§ ACTIVITY LIST:
1. Translate this sentence from the methods passage into French: "The blots were blocked by incubation for 1 h at 20°C in PBS plus 0.1% Tween 20 containing 5% nonfat dry milk."
2. Transcribe the part of the methods passage between "For BrdU labeling, the" and "mouse anti-BrdU MAb.", inclusive.
3. Answer these questions using the methods passage.
(a) At what dilution was the mouse MAb for BrdU used?
(b) How long were the BrdU-labeled cells treated with 4 N HCl?
(c) On what film were the reacting protein bands detected in the Western blot analysis?

For IFA, both virus-infected and DNA-transfected cells were fixed by either the methanol or paraformaldehyde procedure. For the methanol procedure, the cells were washed in Tris-buffered saline (TBS), then permeabilized with absolute methanol at 20°C for 10 min and rehydrated in ice-cold TBS for 5 min. For the paraformaldehyde procedure, the cells were washed in phosphate-buffered saline (PBS), fixed with 1% paraformaldehyde solution in PBS at 20°C for 5 min, and then permeabilized in ice-cold 0.2% Triton X-100 solution in PBS for 20 min before incubation with primary antibodies. Mouse MAbs 6E1 (for IE1), 12E2 (for IE2), CH810 (for both IE1 and IE2), and ABI44 (for ppUL44) were used at 1:200 dilutions. Mouse MAb for BrdU was used at a 1:100 dilution, and MAb for the F epitope was used at a 1:600 dilution. Rabbit PAb anti-PML(C) was used at a 1:1,000 dilution, and PAb anti-UL112-113(C) was used at a 1:800 dilution. Rat PAb against SSB was used at a 1:50 dilution. The antibody incubations were carried out in TBS at 30°C for 1 h, followed by incubation with fluorescein isothiocyanate (FITC)-labeled donkey anti-mouse immunoglobulin G (IgG) or rhodamine-coupled donkey anti-rabbit (or anti-rat) IgG antibody at a 1:100 dilution at 37°C for 45 min. For double labeling, mouse monoclonal and rat or rabbit polyclonal antibodies were incubated together. Slides were screened and photographed on a Leitz Dialux 20EB epifluorescence microscope with Image-Pro software (Media Cybernetics, Silver Spring, Md.). For confocal microscopy, a Noran OZ CLSM confocal microscope system with Intervision software (Noran Inc., Madison, Wis.) was used.

For BrdU labeling, the cells were pulse-labeled with 10 μM BrdU for 30 min at 37°C and were fixed and permeabilized as described above. The cells were then treated with 4 N HCl for 10 min at 20°C to expose the incorporated BrdU residues and washed three times for 5 min each with PBS to neutralize the acid before incubation with mouse anti-BrdU MAb.

Western blot analysis.

Cells were washed with PBS and lysed with 0.2 ml of ice-cold lysis buffer (50 mM Tris-HCl [pH 8.0], 150 mM NaCl, 1.0% Nonidet P-40, 0.5% sodium deoxycholate, 0.1% sodium dodecyl sulfate [SDS]). Equal amounts of clarified cell extracts were separated by electrophoresis on SDS–8% polyacrylamide gels followed by electroblotting onto nitrocellulose. The blots were blocked by incubation for 1 h at 20°C in PBS plus 0.1% Tween 20 containing 5% nonfat dry milk. The blots were then washed twice with PBS-Tween 20 for 15 min and incubated with appropriate antibodies at a dilution of 1:3,000 for 1 h at room temperature. After three 10-min washes with PBS-Tween 20, the blots were incubated with horseradish peroxidase-conjugated goat anti-mouse IgG (Bio-Rad) for 1 h at 20°C. The blots were washed three times, and reacting protein bands were detected with an enhanced chemiluminescence system (Amersham ECL RP2106) using Kodak XAR film.

§ RECORD EXCERPTS:

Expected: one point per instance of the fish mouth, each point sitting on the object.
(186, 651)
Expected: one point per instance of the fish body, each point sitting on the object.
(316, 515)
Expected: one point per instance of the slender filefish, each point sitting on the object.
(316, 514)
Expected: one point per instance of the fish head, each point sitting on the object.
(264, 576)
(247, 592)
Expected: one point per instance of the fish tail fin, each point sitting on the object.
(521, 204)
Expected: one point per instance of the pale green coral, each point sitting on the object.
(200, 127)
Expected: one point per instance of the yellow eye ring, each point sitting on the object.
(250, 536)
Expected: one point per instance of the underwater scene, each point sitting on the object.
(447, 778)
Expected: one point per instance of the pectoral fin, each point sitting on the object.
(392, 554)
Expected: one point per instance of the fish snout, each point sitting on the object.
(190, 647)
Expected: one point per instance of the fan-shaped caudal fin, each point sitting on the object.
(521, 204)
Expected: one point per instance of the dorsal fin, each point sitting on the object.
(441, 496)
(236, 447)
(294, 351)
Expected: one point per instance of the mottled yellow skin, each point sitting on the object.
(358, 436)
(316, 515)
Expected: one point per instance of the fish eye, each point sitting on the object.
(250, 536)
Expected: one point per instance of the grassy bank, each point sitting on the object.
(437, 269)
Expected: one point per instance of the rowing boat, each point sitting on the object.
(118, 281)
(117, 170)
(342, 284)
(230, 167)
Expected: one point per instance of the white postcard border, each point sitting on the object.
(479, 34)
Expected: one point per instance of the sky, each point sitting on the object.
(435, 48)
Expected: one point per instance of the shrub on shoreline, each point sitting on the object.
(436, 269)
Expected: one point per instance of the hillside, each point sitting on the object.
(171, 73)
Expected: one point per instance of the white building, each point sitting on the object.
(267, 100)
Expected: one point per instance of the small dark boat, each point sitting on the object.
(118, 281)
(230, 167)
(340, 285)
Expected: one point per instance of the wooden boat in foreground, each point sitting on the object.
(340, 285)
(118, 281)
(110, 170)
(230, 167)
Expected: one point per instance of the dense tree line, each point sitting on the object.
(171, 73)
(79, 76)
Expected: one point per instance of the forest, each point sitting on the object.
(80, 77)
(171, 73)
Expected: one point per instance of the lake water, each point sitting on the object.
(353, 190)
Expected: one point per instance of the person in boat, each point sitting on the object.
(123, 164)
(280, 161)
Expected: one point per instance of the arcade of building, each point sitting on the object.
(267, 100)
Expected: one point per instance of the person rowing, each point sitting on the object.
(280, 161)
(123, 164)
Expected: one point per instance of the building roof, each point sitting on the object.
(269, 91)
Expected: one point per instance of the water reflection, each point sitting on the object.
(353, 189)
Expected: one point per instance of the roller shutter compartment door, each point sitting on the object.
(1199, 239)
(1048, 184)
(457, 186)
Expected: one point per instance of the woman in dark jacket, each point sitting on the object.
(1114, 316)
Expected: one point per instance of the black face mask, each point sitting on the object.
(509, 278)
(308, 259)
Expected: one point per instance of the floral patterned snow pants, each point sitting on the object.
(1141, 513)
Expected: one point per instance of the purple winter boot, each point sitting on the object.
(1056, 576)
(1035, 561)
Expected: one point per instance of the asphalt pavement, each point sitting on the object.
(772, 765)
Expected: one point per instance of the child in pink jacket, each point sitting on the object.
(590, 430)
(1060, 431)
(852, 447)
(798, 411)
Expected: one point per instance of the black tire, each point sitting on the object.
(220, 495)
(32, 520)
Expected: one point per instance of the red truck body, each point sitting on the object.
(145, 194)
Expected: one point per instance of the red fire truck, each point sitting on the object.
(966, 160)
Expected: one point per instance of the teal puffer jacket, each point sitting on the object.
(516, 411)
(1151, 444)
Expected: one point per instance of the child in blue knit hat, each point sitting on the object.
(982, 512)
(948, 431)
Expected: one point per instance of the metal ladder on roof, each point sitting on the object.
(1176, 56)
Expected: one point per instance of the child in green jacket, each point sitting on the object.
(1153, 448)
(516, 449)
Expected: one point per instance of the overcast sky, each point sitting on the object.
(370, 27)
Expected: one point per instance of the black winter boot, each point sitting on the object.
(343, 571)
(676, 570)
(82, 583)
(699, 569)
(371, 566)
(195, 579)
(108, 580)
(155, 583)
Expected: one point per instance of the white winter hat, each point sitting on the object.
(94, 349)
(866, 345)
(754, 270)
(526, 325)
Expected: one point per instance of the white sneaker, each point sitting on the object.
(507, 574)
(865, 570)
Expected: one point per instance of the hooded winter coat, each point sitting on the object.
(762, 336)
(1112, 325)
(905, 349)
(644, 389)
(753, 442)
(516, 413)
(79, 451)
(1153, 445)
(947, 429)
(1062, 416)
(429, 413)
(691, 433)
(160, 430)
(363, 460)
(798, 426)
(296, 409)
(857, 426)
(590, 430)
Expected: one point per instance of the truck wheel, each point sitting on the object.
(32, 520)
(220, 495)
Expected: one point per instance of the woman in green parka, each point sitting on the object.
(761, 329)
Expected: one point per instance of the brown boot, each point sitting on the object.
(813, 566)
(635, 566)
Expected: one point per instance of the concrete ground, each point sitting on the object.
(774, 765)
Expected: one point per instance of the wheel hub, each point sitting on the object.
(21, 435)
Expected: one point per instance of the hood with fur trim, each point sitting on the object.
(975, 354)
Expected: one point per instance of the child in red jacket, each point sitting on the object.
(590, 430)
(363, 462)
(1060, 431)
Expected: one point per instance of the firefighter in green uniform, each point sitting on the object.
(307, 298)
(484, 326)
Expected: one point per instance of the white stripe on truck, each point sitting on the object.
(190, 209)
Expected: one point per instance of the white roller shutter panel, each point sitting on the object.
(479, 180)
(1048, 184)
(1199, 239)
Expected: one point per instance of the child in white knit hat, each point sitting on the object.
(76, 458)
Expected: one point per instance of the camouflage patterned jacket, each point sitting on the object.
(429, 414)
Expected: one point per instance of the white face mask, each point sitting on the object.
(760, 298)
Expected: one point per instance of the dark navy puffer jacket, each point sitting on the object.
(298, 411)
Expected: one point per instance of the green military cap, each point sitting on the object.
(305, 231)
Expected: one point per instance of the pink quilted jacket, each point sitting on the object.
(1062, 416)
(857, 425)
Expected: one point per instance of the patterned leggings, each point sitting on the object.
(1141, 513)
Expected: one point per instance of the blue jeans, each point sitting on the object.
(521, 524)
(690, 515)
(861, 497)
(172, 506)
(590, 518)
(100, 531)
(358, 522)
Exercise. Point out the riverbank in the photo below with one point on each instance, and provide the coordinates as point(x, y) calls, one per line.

§ EXERCISE RESPONSES:
1. Les membranes ont été bloquées par incubation pendant 1 h à 20 °C dans du PBS additionné de Tween 20 à 0,1 % contenant 5 % de lait écrémé en poudre.

2.
For BrdU labeling, the cells were pulse-labeled with 10 μM BrdU for 30 min at 37°C and were fixed and permeabilized as described above. The cells were then treated with 4 N HCl for 10 min at 20°C to expose the incorporated BrdU residues and washed three times for 5 min each with PBS to neutralize the acid before incubation with mouse anti-BrdU MAb.

3.
(a) 1:100
(b) 10 min (at 20°C)
(c) Kodak XAR film